PROVIDED PASSAGE:
════
By then, as Jones surely knew, the Klan was already entrenched in Tulsa, and such a press release for the order was highly unnecessary. Most likely, the Tribune’s fawning story was merely the newly arrived publisher’s attempt to curry favor with Klan members, whose ranks then included, or would soon come to include, Tulsa’s leading politicians, law-enforcement officers, judges, businessmen, even an Oklahoma governor and a U.S. senator.

Among the stories proudly passed down through the decades by Jones’s descendants was the one from his years in Madison, in which Jones invited Booker T. Washington to stay as his house guest because the famous Negro had been turned away by white hotels in the Midwestern city. Those descendants proffered that anecdote as proof of Jones’s equanimity in matters of race. But that trait, if it ever really existed, was little in evidence in Tulsa.

In 1920, when Jones arrived in the booming Oklahoma town, he was deeply in debt from his purchase of the Tribune and facing a bitter newspaper war with a superior rival, the Tulsa World. In his adopted town, he spewed racial hatred because in Tulsa of that time, racial hatred sold newspapers. And he would take his allies where he found them, even members of the KKK, whether Abraham Lincoln might approve or not.
════
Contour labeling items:
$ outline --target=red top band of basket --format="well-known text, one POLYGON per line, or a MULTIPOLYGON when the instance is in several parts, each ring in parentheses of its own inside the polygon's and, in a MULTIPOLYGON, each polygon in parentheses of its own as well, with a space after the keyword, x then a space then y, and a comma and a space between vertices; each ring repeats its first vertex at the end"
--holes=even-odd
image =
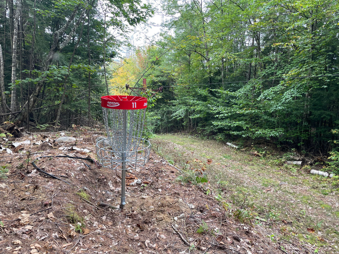
POLYGON ((101 107, 114 109, 141 109, 147 107, 147 98, 126 95, 103 96, 101 107))

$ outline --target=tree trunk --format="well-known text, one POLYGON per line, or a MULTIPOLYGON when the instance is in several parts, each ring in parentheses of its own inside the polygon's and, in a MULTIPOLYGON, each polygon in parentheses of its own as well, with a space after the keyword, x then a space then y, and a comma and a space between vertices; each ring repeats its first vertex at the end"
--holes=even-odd
POLYGON ((11 100, 11 111, 12 112, 17 109, 17 88, 15 80, 17 76, 17 64, 18 62, 17 47, 18 44, 18 28, 19 24, 19 16, 21 9, 21 0, 18 0, 17 3, 17 10, 14 17, 14 32, 13 34, 13 43, 12 45, 12 97, 11 100))
MULTIPOLYGON (((91 47, 89 46, 89 13, 87 15, 87 47, 88 48, 88 65, 91 65, 91 47)), ((91 72, 88 72, 88 126, 91 126, 91 72)))
MULTIPOLYGON (((5 105, 6 103, 6 98, 5 97, 5 81, 4 76, 3 74, 3 58, 2 57, 2 48, 0 44, 0 93, 1 93, 1 105, 0 108, 1 109, 1 113, 6 113, 6 107, 5 105)), ((3 121, 2 121, 3 122, 3 121)))
MULTIPOLYGON (((96 0, 92 0, 92 2, 91 3, 91 5, 92 5, 93 3, 96 0)), ((58 30, 55 31, 53 34, 53 41, 51 46, 49 52, 47 56, 47 59, 44 63, 44 65, 43 68, 44 71, 46 71, 48 69, 49 66, 52 62, 52 60, 55 53, 58 51, 62 49, 72 39, 72 36, 74 34, 75 31, 80 24, 83 22, 84 19, 85 18, 85 15, 87 13, 87 12, 89 12, 90 8, 85 7, 82 8, 82 10, 79 15, 79 17, 77 22, 76 22, 74 26, 71 29, 71 31, 66 36, 63 37, 63 40, 62 42, 60 41, 60 37, 62 35, 66 30, 69 27, 71 22, 74 19, 75 17, 78 13, 78 11, 80 8, 80 5, 78 5, 75 9, 73 13, 67 20, 67 21, 61 28, 58 30)), ((29 97, 29 109, 34 107, 38 101, 38 98, 41 89, 44 86, 45 81, 47 77, 46 75, 41 77, 42 78, 41 80, 35 86, 34 89, 29 97)), ((28 104, 26 103, 25 104, 24 107, 26 109, 28 104)), ((23 112, 19 114, 16 118, 15 122, 16 123, 22 122, 25 120, 27 115, 27 110, 25 110, 23 112)))
MULTIPOLYGON (((84 22, 84 20, 83 21, 84 22)), ((79 44, 79 42, 80 41, 80 40, 81 38, 81 35, 82 34, 82 31, 83 30, 83 28, 84 22, 83 22, 82 25, 81 26, 81 31, 80 33, 80 34, 79 34, 79 36, 78 36, 78 41, 77 42, 77 44, 74 47, 74 49, 73 50, 73 54, 72 54, 72 56, 71 58, 71 60, 69 60, 69 64, 68 65, 68 69, 67 70, 67 71, 68 72, 68 73, 67 74, 65 77, 65 80, 64 81, 63 92, 62 93, 62 96, 61 96, 61 99, 60 100, 60 104, 59 104, 59 108, 58 110, 58 113, 57 114, 56 119, 55 120, 55 124, 54 125, 54 129, 53 131, 55 132, 56 131, 57 128, 58 128, 58 122, 59 121, 59 118, 60 118, 60 113, 61 113, 61 107, 62 106, 62 104, 63 103, 64 100, 65 99, 65 94, 66 94, 66 91, 67 89, 67 79, 68 79, 68 76, 69 76, 69 70, 71 69, 71 66, 72 64, 72 62, 73 62, 73 59, 74 57, 74 55, 75 54, 75 50, 78 47, 78 45, 79 44)))
MULTIPOLYGON (((33 35, 32 36, 32 46, 31 48, 31 56, 29 56, 29 73, 28 76, 30 78, 32 78, 32 71, 33 70, 33 55, 34 52, 34 44, 35 43, 35 32, 36 31, 37 21, 36 21, 36 8, 37 4, 37 0, 34 0, 34 12, 33 16, 33 20, 34 20, 34 24, 33 25, 33 35)), ((27 131, 29 131, 29 97, 28 96, 29 94, 30 90, 30 82, 28 83, 28 86, 27 87, 27 113, 26 116, 26 122, 27 123, 27 131)))
POLYGON ((107 90, 107 95, 109 95, 109 92, 108 90, 108 83, 107 82, 107 77, 106 75, 106 39, 105 38, 105 32, 106 32, 106 10, 104 10, 104 14, 105 18, 104 20, 104 38, 103 38, 103 46, 104 46, 104 56, 103 60, 104 61, 104 76, 105 76, 105 83, 106 85, 106 89, 107 90))

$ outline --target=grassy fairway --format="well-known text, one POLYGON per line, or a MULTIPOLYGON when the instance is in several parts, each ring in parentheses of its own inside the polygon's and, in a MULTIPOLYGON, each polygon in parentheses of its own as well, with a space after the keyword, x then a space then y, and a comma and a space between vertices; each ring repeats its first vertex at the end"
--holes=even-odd
POLYGON ((224 204, 230 216, 270 229, 273 241, 297 240, 319 247, 319 253, 339 253, 337 181, 311 175, 309 167, 284 164, 264 150, 239 150, 180 135, 159 135, 152 142, 184 174, 199 175, 197 170, 205 167, 206 194, 224 204))

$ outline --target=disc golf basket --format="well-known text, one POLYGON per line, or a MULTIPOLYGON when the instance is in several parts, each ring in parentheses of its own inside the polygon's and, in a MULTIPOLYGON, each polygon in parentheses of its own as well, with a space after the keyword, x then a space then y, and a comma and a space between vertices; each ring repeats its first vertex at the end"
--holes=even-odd
POLYGON ((126 170, 144 166, 149 155, 151 144, 141 137, 147 99, 113 96, 103 96, 101 101, 107 137, 97 143, 97 155, 103 167, 121 170, 122 209, 126 170))

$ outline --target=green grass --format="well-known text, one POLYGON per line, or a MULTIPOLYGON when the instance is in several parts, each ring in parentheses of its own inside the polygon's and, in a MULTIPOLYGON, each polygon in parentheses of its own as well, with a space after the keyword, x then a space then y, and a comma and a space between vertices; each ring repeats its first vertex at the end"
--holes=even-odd
POLYGON ((7 178, 8 166, 7 165, 0 166, 0 179, 7 178))
POLYGON ((335 179, 310 175, 300 167, 284 164, 283 160, 272 154, 271 150, 259 151, 264 156, 255 156, 221 142, 182 135, 159 135, 151 143, 156 152, 180 168, 195 158, 205 164, 208 158, 212 159, 212 163, 205 171, 211 191, 228 208, 230 216, 237 214, 242 222, 264 223, 273 228, 285 220, 291 223, 291 229, 285 227, 287 232, 279 237, 298 238, 317 246, 339 244, 338 235, 333 233, 339 231, 335 227, 339 210, 326 201, 339 194, 335 179), (239 210, 242 206, 244 209, 239 210), (256 216, 267 221, 258 220, 256 216), (322 223, 324 216, 326 223, 322 223), (317 235, 328 241, 319 241, 308 234, 306 230, 309 227, 319 228, 320 234, 317 235))

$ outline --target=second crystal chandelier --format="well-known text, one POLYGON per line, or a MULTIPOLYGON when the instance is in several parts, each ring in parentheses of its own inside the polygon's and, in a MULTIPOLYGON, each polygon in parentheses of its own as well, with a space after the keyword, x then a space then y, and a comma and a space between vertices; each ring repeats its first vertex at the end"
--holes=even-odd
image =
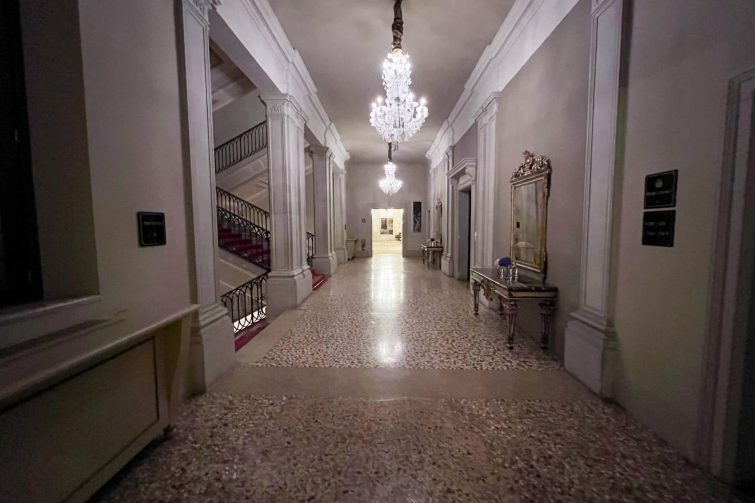
POLYGON ((396 178, 396 165, 393 164, 393 157, 391 156, 391 145, 388 144, 388 162, 383 165, 385 170, 385 178, 378 182, 380 190, 385 192, 386 196, 392 196, 401 190, 401 186, 404 184, 401 180, 396 178))
POLYGON ((414 100, 409 86, 412 83, 412 67, 409 55, 401 50, 401 37, 404 34, 404 20, 401 14, 401 0, 393 5, 393 44, 391 52, 383 61, 382 97, 372 104, 370 124, 386 143, 397 145, 408 140, 419 131, 427 118, 425 99, 414 100))

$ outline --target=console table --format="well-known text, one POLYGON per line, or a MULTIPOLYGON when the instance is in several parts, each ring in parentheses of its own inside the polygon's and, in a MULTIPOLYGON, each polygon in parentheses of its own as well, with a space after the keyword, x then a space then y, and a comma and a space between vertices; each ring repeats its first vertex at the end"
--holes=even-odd
POLYGON ((520 300, 536 300, 540 304, 540 318, 543 331, 540 337, 540 347, 548 349, 550 342, 553 314, 556 312, 558 288, 529 278, 519 278, 517 281, 507 281, 498 276, 497 269, 472 268, 472 294, 474 296, 474 314, 480 311, 480 290, 489 301, 498 297, 498 314, 506 315, 509 349, 514 347, 514 333, 516 331, 516 313, 520 300))
POLYGON ((422 245, 422 263, 430 269, 436 263, 440 269, 440 254, 443 253, 443 245, 422 245), (436 258, 437 257, 437 258, 436 258))

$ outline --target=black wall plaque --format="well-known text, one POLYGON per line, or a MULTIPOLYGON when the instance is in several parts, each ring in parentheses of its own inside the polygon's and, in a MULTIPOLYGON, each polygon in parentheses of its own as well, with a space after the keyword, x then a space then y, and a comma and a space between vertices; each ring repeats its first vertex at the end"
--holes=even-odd
POLYGON ((165 213, 140 211, 136 219, 139 222, 139 246, 165 244, 165 213))
POLYGON ((645 177, 645 209, 676 206, 676 178, 679 170, 664 171, 645 177))
POLYGON ((642 215, 642 244, 674 246, 676 210, 646 211, 642 215))
POLYGON ((412 232, 422 231, 422 201, 412 202, 412 232))

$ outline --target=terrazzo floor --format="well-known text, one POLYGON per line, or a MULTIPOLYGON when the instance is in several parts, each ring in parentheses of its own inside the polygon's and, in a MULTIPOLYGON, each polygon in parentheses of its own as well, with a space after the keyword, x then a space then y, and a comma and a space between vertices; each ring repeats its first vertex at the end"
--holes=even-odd
POLYGON ((376 255, 343 269, 302 304, 302 316, 256 365, 560 368, 533 337, 520 335, 507 350, 504 319, 489 309, 475 316, 468 286, 419 260, 376 255))
POLYGON ((745 501, 501 333, 418 260, 344 264, 94 499, 745 501))

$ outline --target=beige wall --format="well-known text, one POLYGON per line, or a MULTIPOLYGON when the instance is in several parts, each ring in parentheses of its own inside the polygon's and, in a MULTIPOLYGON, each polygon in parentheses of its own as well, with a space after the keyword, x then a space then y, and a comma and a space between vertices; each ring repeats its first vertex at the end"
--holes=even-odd
MULTIPOLYGON (((494 257, 510 255, 509 180, 527 149, 550 157, 548 282, 559 288, 554 351, 563 354, 566 322, 577 308, 587 124, 590 2, 581 0, 501 92, 496 118, 494 257)), ((476 135, 475 135, 476 136, 476 135)), ((458 148, 458 147, 457 147, 458 148)), ((456 157, 457 150, 454 150, 456 157)), ((521 329, 539 334, 537 305, 522 306, 521 329)))
MULTIPOLYGON (((65 2, 75 9, 74 0, 65 2)), ((115 313, 125 318, 124 330, 135 331, 190 304, 175 6, 98 0, 81 1, 78 9, 85 111, 72 110, 71 120, 86 126, 94 225, 60 224, 60 230, 68 236, 92 233, 100 296, 0 324, 0 347, 115 313), (165 212, 166 246, 139 247, 136 213, 143 210, 165 212)), ((69 98, 56 91, 47 103, 69 98)), ((72 134, 60 128, 53 133, 72 134)), ((57 169, 66 173, 79 162, 63 156, 57 169)), ((51 197, 65 204, 71 193, 59 190, 51 197)))
POLYGON ((390 200, 378 187, 378 180, 385 176, 382 164, 349 165, 346 177, 346 235, 357 238, 357 256, 361 253, 361 240, 367 244, 366 254, 372 249, 372 208, 401 208, 404 210, 405 229, 402 246, 406 255, 419 255, 424 241, 425 210, 427 209, 427 165, 397 163, 396 177, 404 182, 398 194, 390 200), (422 202, 422 232, 412 232, 412 201, 422 202), (362 222, 364 219, 364 222, 362 222))
POLYGON ((755 68, 755 3, 634 2, 620 192, 617 398, 685 454, 696 438, 728 80, 755 68), (645 175, 679 170, 673 248, 641 246, 645 175))

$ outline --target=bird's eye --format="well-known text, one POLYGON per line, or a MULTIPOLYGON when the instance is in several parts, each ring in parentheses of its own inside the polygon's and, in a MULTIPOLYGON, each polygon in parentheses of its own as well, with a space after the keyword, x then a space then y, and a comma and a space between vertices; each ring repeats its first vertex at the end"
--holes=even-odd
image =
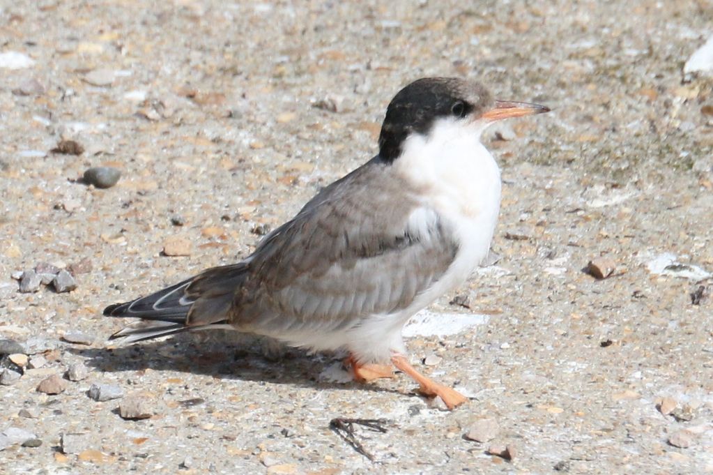
POLYGON ((456 117, 465 117, 466 113, 466 103, 463 101, 456 101, 451 106, 451 112, 456 117))

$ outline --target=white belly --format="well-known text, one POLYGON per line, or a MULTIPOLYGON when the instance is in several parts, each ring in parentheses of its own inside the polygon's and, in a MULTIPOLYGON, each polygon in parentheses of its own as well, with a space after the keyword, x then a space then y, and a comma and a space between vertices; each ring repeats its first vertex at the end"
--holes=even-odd
POLYGON ((428 143, 414 137, 409 140, 416 143, 407 142, 404 154, 394 163, 396 171, 414 189, 427 190, 424 206, 435 210, 452 230, 458 251, 446 272, 408 308, 374 315, 368 323, 348 330, 344 344, 359 359, 384 361, 393 352, 405 352, 401 332, 406 321, 465 282, 488 255, 500 210, 500 169, 479 136, 471 131, 439 141, 436 133, 428 143))

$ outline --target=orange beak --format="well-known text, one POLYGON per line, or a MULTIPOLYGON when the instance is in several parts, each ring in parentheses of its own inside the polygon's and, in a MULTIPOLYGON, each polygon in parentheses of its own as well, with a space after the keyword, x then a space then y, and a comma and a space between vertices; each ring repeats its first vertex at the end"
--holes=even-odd
POLYGON ((481 118, 494 122, 511 117, 522 117, 549 112, 550 108, 540 104, 530 104, 528 102, 513 102, 512 101, 496 101, 495 107, 486 111, 481 118))

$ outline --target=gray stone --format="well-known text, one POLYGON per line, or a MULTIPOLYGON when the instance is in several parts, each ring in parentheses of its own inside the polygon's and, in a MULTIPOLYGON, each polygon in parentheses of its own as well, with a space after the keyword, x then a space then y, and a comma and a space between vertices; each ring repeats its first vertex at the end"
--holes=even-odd
POLYGON ((77 288, 77 282, 66 270, 61 270, 52 280, 52 285, 57 293, 62 293, 77 288))
POLYGON ((31 439, 36 439, 37 436, 24 429, 19 427, 8 427, 0 434, 0 450, 6 449, 12 445, 24 444, 31 439))
POLYGON ((70 381, 81 381, 89 376, 89 370, 84 363, 72 363, 67 368, 67 379, 70 381))
POLYGON ((674 447, 679 449, 687 449, 693 445, 694 434, 685 429, 676 431, 669 436, 668 443, 674 447))
POLYGON ((61 269, 58 267, 56 265, 50 264, 49 262, 40 262, 35 266, 35 272, 38 274, 53 274, 56 275, 61 269))
POLYGON ((114 82, 116 73, 111 69, 95 69, 87 73, 84 81, 92 86, 109 86, 114 82))
POLYGON ((50 284, 52 283, 52 281, 54 280, 56 275, 43 273, 43 274, 38 274, 37 275, 39 276, 40 282, 42 282, 43 285, 49 285, 50 284))
POLYGON ((466 434, 466 439, 476 442, 487 442, 498 436, 500 426, 494 419, 481 419, 473 423, 466 434))
POLYGON ((94 167, 84 172, 84 182, 98 188, 111 188, 121 177, 121 172, 112 167, 94 167))
POLYGON ((26 270, 22 272, 22 278, 20 279, 20 292, 29 293, 37 292, 40 290, 40 284, 42 283, 42 277, 34 270, 26 270))
POLYGON ((0 371, 0 384, 3 386, 12 386, 20 380, 20 377, 21 376, 22 374, 16 371, 5 368, 2 371, 0 371))
POLYGON ((66 389, 67 382, 56 374, 48 376, 37 386, 37 391, 46 394, 58 394, 66 389))
POLYGON ((62 335, 62 339, 69 343, 76 343, 78 344, 93 344, 96 338, 93 334, 88 334, 83 332, 67 332, 62 335))
POLYGON ((148 419, 153 415, 153 411, 145 398, 131 396, 121 400, 119 415, 122 419, 148 419))
POLYGON ((25 419, 37 419, 40 417, 39 412, 35 407, 26 407, 20 409, 17 415, 25 419))
POLYGON ((0 355, 24 353, 25 349, 14 339, 0 339, 0 355))
POLYGON ((42 96, 44 93, 44 86, 34 78, 25 79, 19 87, 12 90, 16 96, 42 96))
POLYGON ((91 448, 91 438, 88 434, 63 434, 59 445, 63 454, 79 454, 91 448))
POLYGON ((57 347, 57 343, 42 337, 31 337, 25 342, 24 346, 24 351, 21 352, 25 354, 37 354, 49 349, 55 349, 57 347))
POLYGON ((37 368, 41 368, 46 364, 47 360, 41 354, 36 354, 30 358, 30 361, 27 364, 27 367, 30 369, 36 369, 37 368))
POLYGON ((0 282, 0 300, 10 298, 17 290, 17 284, 9 282, 0 282))
POLYGON ((119 399, 124 395, 124 392, 116 384, 92 384, 87 395, 95 401, 103 402, 119 399))

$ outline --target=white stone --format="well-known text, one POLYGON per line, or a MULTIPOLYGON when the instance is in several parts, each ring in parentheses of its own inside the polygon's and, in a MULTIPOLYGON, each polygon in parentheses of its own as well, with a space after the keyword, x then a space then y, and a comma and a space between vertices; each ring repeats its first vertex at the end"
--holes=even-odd
POLYGON ((694 51, 683 66, 683 72, 713 73, 713 36, 694 51))
POLYGON ((35 63, 34 59, 26 54, 17 51, 0 53, 0 68, 6 69, 21 69, 29 68, 35 63))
════
SET PROBLEM 1: Can you repeat, word for word, the part of the Tulsa passage between "By then, as" and "evidence in Tulsa.", inclusive?
SET PROBLEM 2: Which kinds of people does the Tulsa passage say were, or would soon be, among the Klan's members?

TASK SOLUTION 1:
By then, as Jones surely knew, the Klan was already entrenched in Tulsa, and such a press release for the order was highly unnecessary. Most likely, the Tribune’s fawning story was merely the newly arrived publisher’s attempt to curry favor with Klan members, whose ranks then included, or would soon come to include, Tulsa’s leading politicians, law-enforcement officers, judges, businessmen, even an Oklahoma governor and a U.S. senator.

Among the stories proudly passed down through the decades by Jones’s descendants was the one from his years in Madison, in which Jones invited Booker T. Washington to stay as his house guest because the famous Negro had been turned away by white hotels in the Midwestern city. Those descendants proffered that anecdote as proof of Jones’s equanimity in matters of race. But that trait, if it ever really existed, was little in evidence in Tulsa.

TASK SOLUTION 2:
- Tulsa's leading politicians
- Law-enforcement officers
- Judges
- Businessmen
- An Oklahoma governor
- A U.S. senator